WHAT THE TASK REQUIRES.
Scan the records for "wall". Report each line that includes it.

Stored data entries.
◇ ◇ ◇ ◇ ◇

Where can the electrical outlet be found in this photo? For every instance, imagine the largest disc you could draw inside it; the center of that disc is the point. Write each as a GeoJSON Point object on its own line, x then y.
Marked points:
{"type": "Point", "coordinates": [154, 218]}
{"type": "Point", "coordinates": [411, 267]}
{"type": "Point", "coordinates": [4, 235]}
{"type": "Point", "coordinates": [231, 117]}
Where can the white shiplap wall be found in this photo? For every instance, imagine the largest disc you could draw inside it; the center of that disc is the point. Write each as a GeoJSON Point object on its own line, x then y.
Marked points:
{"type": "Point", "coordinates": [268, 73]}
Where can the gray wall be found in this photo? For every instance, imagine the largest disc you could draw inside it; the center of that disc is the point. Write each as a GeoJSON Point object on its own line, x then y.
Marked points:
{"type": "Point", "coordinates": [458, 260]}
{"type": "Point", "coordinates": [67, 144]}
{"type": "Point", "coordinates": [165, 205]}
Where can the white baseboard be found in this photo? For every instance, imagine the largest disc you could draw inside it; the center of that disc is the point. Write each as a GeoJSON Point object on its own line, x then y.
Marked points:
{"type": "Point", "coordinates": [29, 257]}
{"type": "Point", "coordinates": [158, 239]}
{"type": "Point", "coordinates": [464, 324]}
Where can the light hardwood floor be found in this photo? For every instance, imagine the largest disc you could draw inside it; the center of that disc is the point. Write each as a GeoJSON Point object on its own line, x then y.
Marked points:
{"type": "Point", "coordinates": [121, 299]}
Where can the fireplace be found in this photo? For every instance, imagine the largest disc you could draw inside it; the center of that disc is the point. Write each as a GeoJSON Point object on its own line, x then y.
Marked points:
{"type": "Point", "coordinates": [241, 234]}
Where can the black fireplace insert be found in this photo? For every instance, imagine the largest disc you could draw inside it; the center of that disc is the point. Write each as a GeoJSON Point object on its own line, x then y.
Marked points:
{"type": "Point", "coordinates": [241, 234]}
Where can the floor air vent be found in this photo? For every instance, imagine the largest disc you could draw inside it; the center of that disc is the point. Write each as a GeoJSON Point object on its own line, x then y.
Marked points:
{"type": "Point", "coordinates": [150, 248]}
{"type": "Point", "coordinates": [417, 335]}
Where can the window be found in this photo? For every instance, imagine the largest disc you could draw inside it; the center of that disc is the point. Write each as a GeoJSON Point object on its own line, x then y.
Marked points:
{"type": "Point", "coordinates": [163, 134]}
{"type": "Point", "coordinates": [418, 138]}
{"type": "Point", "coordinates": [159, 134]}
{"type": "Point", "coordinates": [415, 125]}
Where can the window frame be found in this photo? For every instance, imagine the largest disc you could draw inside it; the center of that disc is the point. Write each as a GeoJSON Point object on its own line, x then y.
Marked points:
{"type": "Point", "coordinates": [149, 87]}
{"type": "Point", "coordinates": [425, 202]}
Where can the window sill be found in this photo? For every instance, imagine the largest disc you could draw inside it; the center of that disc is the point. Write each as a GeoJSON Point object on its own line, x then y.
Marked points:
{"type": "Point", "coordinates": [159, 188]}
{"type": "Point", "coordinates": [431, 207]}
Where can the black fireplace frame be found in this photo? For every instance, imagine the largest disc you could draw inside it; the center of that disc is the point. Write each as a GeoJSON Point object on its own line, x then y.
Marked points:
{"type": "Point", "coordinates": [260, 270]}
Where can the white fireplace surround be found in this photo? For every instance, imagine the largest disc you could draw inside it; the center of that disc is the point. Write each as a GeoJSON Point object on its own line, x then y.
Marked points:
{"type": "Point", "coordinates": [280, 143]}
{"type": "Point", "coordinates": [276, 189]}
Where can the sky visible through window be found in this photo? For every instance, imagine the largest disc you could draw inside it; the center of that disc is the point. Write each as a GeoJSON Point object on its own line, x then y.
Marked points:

◇ ◇ ◇ ◇ ◇

RESULT FOR THIS TASK.
Where can the white shiplap wall be found in this photo? For every instance, imagine the largest disc you could draw inside it; the center of that disc is the point. Write each as a GeoJSON Point object on its own line, x then y.
Where can the gray wall be found in this photo? For every instance, imagine the largest disc you could draw inside it; the center of that disc is the point. Write each as a GeoJSON Point object on its own line, x then y.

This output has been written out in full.